■ What is expected: In the records below, find the line containing "Query: nose" and restate it and all lines after it exactly, through the last line.

■ Data items:
────

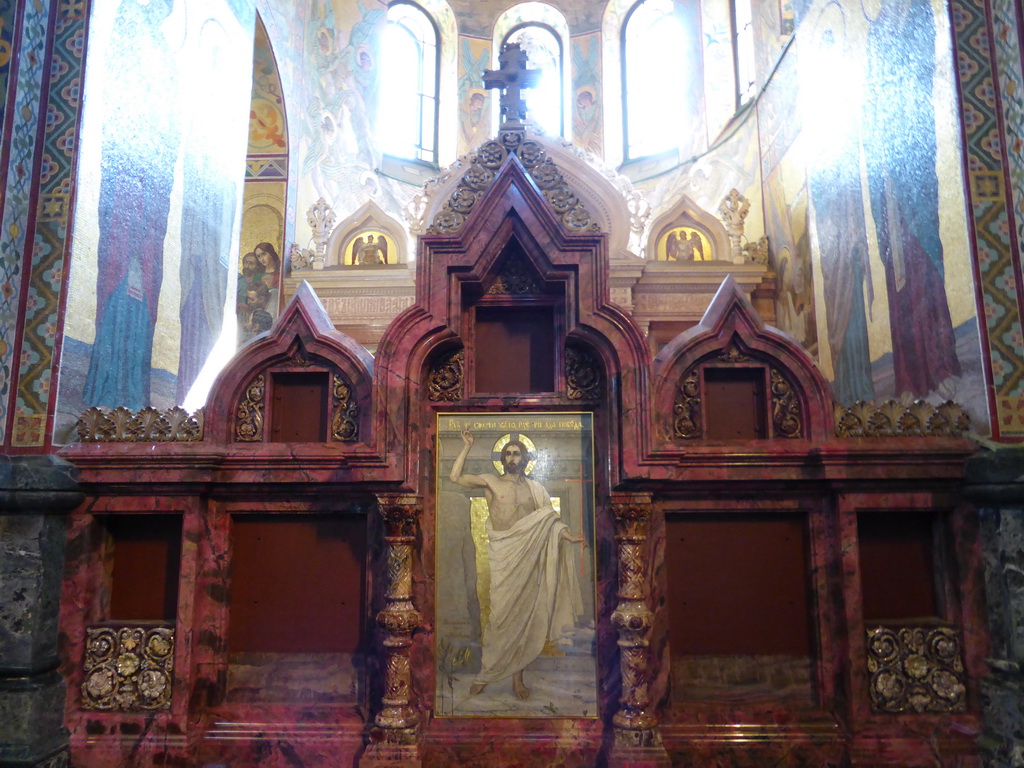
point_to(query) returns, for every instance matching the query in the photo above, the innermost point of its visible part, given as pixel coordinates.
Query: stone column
(638, 741)
(995, 485)
(37, 493)
(394, 736)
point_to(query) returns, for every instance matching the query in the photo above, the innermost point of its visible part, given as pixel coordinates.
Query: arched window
(742, 50)
(657, 115)
(544, 49)
(409, 122)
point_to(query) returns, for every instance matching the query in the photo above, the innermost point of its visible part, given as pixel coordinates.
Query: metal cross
(511, 78)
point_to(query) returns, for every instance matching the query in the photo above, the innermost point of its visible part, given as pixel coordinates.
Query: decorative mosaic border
(7, 14)
(35, 382)
(990, 213)
(19, 181)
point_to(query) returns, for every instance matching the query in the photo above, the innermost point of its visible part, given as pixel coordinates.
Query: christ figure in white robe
(535, 592)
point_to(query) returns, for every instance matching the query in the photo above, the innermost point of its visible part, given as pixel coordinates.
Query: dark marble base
(36, 492)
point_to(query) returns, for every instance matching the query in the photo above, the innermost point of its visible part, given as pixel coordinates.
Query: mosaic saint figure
(136, 178)
(900, 152)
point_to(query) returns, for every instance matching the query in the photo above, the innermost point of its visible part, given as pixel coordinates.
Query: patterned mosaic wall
(158, 202)
(35, 206)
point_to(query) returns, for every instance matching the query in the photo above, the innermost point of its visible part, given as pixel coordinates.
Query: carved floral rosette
(896, 419)
(147, 425)
(635, 722)
(915, 670)
(398, 718)
(128, 668)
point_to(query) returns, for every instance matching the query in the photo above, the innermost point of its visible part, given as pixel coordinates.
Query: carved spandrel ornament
(915, 670)
(249, 414)
(444, 382)
(583, 375)
(687, 423)
(147, 425)
(514, 280)
(487, 159)
(344, 422)
(785, 416)
(896, 419)
(128, 669)
(733, 355)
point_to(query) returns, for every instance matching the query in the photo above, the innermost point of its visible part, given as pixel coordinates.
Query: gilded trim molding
(894, 419)
(147, 425)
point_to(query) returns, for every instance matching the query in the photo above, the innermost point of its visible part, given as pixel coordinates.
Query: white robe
(535, 593)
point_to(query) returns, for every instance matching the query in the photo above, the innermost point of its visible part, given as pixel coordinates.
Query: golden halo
(504, 440)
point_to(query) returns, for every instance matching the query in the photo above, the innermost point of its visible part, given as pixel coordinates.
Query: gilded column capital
(397, 722)
(635, 723)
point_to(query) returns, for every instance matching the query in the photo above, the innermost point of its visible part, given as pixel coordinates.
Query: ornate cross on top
(511, 78)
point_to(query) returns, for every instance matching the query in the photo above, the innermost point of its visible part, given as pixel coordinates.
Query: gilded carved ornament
(686, 409)
(249, 414)
(344, 423)
(128, 668)
(445, 377)
(514, 280)
(784, 407)
(583, 375)
(915, 670)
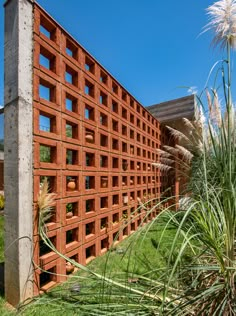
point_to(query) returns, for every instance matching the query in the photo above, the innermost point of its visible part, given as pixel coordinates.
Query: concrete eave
(174, 110)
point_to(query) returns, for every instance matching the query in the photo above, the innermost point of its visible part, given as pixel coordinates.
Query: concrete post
(18, 150)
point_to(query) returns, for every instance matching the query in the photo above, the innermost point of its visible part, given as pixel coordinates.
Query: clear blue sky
(152, 47)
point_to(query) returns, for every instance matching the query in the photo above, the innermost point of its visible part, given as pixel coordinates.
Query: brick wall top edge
(40, 8)
(7, 1)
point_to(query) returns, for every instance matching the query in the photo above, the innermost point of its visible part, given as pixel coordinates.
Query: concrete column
(18, 150)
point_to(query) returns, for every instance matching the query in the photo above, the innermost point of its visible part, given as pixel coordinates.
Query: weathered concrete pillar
(18, 150)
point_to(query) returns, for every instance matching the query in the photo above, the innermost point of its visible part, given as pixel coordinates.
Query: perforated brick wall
(95, 144)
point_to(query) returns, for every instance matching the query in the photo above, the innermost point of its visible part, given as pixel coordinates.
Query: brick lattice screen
(95, 144)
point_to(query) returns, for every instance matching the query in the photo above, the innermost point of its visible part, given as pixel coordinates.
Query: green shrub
(2, 202)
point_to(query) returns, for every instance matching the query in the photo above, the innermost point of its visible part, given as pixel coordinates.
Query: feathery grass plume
(222, 16)
(185, 153)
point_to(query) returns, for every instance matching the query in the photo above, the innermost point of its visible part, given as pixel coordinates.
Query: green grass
(136, 255)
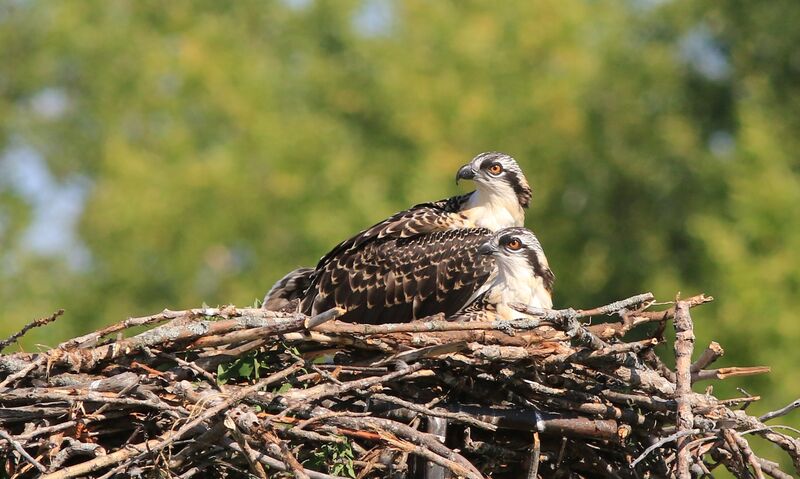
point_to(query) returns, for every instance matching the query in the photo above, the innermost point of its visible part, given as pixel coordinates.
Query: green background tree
(167, 154)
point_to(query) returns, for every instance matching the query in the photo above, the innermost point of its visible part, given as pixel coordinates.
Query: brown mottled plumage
(418, 262)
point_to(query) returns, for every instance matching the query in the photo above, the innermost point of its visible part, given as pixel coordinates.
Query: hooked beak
(465, 173)
(487, 248)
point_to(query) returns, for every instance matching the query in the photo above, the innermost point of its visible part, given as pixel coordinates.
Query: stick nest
(244, 392)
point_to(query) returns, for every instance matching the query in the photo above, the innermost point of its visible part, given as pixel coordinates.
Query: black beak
(487, 248)
(465, 173)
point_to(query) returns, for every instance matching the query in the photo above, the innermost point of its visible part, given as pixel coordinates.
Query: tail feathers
(286, 290)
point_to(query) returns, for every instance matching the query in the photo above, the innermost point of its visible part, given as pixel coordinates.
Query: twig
(780, 412)
(661, 442)
(33, 324)
(713, 352)
(725, 373)
(533, 470)
(21, 450)
(684, 344)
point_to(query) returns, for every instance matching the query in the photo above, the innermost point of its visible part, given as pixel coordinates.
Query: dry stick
(713, 352)
(616, 306)
(18, 447)
(684, 344)
(725, 373)
(286, 454)
(661, 442)
(194, 367)
(424, 444)
(249, 454)
(533, 471)
(156, 445)
(780, 412)
(275, 463)
(772, 469)
(24, 371)
(459, 417)
(748, 454)
(171, 436)
(33, 324)
(567, 319)
(101, 462)
(423, 326)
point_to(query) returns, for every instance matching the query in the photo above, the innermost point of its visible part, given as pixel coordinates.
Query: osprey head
(518, 254)
(497, 174)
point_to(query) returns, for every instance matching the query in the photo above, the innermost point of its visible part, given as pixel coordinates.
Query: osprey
(521, 275)
(416, 262)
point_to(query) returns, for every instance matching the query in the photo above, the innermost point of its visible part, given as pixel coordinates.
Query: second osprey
(420, 261)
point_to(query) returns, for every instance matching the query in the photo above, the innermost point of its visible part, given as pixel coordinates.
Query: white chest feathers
(493, 210)
(508, 289)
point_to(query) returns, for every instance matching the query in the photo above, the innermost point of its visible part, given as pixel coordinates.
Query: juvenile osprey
(416, 262)
(520, 274)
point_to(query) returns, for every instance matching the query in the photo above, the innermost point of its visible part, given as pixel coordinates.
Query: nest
(245, 392)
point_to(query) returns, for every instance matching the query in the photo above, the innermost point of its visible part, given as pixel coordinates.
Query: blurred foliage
(219, 145)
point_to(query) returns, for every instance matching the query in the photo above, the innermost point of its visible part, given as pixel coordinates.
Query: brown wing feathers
(390, 279)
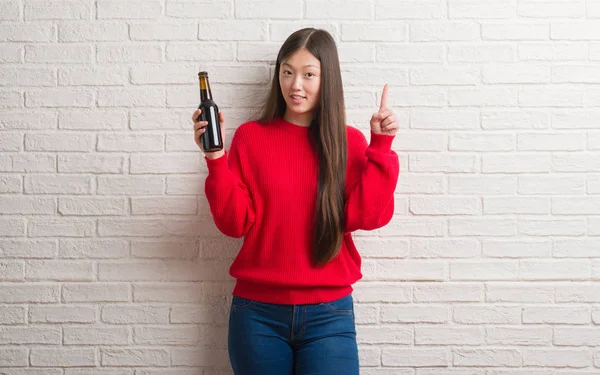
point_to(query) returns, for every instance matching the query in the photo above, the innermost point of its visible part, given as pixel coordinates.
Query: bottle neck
(205, 93)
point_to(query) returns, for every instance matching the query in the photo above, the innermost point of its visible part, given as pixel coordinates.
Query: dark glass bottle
(211, 140)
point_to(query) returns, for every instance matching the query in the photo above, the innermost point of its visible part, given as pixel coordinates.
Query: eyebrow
(305, 66)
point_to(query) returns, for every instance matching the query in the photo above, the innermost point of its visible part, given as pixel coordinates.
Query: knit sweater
(265, 189)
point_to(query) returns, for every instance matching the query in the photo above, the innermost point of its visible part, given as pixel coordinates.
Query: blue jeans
(273, 339)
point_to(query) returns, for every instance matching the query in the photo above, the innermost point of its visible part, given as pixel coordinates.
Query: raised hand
(384, 121)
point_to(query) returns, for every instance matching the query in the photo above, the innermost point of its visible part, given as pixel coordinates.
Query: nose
(296, 83)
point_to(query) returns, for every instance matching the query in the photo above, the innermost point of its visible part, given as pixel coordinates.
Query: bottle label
(214, 123)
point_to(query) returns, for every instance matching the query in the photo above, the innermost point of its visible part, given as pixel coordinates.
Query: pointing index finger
(383, 105)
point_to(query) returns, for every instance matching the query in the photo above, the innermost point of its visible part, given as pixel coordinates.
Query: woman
(295, 184)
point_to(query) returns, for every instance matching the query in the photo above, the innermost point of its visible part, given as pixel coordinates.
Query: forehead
(301, 58)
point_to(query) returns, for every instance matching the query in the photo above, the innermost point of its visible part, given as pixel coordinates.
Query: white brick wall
(110, 263)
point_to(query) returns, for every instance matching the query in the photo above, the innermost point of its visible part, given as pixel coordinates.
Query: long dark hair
(328, 133)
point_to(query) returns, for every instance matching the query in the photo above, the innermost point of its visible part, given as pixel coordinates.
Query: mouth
(297, 99)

────

■ Response to the exercise:
Query: nose
(296, 83)
point_to(query) returns, for every instance matching the query in the photo above, the innermost point of its visible part, given as pixel coordinates.
Query: bottle label
(214, 123)
point_to(query) returns, for every instance matching the query in the photo above, the innermost point of its visible part, given as pixel coordinates.
Query: pointing index finger
(383, 105)
point_to(query) returns, for every instance matching the query in the photo above, the innermost point of its visible part, given as pixel coordinates.
Query: woman
(295, 184)
point_to(query) returns, for every instance matching the query in the photo above, the innermost point of its visible part, given as pixel coordinates.
Query: forehead
(301, 58)
point_to(query) returns, for every instance matching the query in the photo above, the innermost point of its visible part, given as pixel coordinates.
Query: white brick wall
(110, 263)
point_to(query) returns, for every instance matching the query in the photo above, the innermost point of its visible part, given as pixel coordinates.
Query: long dark hair
(328, 133)
point_to(query) returns, for every instance matching the query in the photo above, the innermost point of its visible part, given as pixel coordinates.
Query: mouth
(297, 99)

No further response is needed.